* TASK OBJECTIVE: How many lines of the data below contain the string "desk"? Case counts; reply with the number only.

━━━━━ SUPPLIED RECORDS

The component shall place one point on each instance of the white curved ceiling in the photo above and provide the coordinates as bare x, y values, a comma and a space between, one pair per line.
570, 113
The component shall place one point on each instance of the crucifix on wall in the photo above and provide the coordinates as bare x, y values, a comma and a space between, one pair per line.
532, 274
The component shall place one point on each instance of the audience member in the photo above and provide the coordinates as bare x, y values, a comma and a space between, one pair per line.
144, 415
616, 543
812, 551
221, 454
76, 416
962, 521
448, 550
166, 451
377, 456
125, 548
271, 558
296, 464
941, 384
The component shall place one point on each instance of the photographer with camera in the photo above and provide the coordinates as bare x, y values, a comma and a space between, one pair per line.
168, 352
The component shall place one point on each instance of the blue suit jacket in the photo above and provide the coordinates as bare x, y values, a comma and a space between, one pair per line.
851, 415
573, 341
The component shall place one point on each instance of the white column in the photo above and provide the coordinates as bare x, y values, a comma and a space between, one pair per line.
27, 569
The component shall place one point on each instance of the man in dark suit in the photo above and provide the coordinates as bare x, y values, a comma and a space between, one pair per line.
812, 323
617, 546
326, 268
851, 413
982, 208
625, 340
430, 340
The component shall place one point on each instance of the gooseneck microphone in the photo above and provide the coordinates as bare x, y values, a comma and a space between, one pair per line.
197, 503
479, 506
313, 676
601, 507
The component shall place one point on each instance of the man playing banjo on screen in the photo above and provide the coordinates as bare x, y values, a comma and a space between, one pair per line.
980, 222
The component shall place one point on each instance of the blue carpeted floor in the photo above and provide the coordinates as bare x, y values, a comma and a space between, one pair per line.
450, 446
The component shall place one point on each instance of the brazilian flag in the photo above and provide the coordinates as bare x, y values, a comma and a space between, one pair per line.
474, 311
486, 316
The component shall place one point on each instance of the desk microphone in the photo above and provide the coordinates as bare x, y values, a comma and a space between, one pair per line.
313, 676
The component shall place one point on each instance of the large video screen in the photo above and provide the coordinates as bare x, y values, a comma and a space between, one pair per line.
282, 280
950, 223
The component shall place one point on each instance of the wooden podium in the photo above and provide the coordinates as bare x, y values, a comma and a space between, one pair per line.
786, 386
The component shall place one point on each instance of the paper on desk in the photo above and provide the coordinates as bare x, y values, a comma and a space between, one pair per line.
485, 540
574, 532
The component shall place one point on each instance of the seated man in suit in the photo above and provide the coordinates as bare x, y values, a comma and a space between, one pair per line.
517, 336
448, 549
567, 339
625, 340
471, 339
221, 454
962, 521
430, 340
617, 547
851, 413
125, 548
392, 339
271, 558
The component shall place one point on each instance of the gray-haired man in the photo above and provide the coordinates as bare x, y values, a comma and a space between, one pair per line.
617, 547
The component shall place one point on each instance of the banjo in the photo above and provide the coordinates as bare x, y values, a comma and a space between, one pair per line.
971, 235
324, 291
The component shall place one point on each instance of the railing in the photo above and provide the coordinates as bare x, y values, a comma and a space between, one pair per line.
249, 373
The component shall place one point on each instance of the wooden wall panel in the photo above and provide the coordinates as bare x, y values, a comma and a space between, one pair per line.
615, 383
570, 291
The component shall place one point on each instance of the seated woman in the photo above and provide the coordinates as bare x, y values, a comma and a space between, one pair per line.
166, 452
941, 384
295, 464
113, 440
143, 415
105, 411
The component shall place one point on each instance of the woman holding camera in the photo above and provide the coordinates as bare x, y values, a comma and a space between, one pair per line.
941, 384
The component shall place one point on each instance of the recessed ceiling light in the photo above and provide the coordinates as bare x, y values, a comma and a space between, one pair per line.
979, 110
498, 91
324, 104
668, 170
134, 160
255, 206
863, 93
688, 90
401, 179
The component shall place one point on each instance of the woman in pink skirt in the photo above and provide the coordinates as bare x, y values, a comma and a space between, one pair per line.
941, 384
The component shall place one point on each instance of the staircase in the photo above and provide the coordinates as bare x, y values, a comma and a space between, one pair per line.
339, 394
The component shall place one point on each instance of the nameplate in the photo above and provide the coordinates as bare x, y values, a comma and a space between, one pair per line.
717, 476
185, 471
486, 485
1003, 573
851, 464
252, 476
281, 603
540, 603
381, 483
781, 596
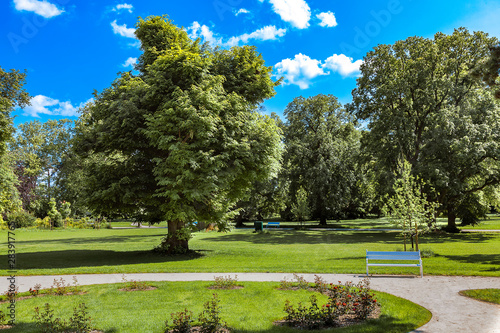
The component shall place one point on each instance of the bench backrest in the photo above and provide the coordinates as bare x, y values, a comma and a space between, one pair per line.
392, 255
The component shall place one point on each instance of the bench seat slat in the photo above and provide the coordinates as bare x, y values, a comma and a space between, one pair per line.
394, 265
393, 256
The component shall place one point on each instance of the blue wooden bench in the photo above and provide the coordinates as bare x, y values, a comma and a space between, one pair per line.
385, 256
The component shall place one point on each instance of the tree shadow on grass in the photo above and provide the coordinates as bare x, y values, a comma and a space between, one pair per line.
284, 237
307, 237
381, 325
482, 259
90, 240
32, 327
93, 258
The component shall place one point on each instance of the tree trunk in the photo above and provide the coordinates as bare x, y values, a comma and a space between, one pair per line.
452, 224
239, 221
175, 242
322, 220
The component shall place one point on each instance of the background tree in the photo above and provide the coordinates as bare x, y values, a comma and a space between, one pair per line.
12, 94
422, 102
321, 147
39, 150
409, 208
182, 141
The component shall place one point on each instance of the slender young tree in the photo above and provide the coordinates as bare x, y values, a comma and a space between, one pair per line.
409, 208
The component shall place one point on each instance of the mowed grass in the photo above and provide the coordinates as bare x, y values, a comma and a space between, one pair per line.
487, 295
129, 251
251, 309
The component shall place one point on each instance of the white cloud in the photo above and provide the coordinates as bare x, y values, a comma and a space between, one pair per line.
269, 32
204, 32
296, 12
42, 8
41, 104
343, 64
302, 69
327, 19
299, 70
130, 62
122, 30
241, 11
125, 6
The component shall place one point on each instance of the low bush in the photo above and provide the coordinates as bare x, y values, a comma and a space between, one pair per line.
21, 219
225, 282
209, 318
79, 322
344, 301
181, 322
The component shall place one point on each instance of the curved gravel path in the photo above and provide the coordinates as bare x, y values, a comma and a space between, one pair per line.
451, 312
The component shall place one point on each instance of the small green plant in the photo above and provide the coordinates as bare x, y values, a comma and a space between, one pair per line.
427, 253
181, 322
46, 322
320, 284
11, 294
35, 291
285, 284
225, 282
135, 285
65, 210
301, 281
59, 287
209, 318
353, 301
79, 322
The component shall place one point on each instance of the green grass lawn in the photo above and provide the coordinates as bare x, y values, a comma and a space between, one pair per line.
129, 251
487, 295
251, 309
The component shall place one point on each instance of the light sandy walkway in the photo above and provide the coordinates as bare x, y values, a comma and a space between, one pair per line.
439, 294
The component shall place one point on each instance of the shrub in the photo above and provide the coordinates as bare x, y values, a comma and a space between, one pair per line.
355, 301
35, 290
65, 210
181, 322
135, 285
209, 318
21, 219
59, 287
301, 281
79, 322
46, 322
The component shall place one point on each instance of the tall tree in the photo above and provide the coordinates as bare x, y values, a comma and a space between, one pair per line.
423, 102
12, 94
39, 150
321, 144
183, 140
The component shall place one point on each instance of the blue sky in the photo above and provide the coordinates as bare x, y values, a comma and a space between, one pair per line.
69, 48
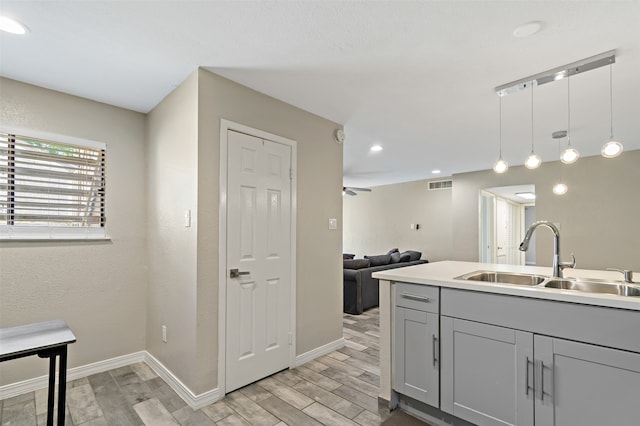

━━━━━━━━━━

* REPLY TO THE EXERCISE: 2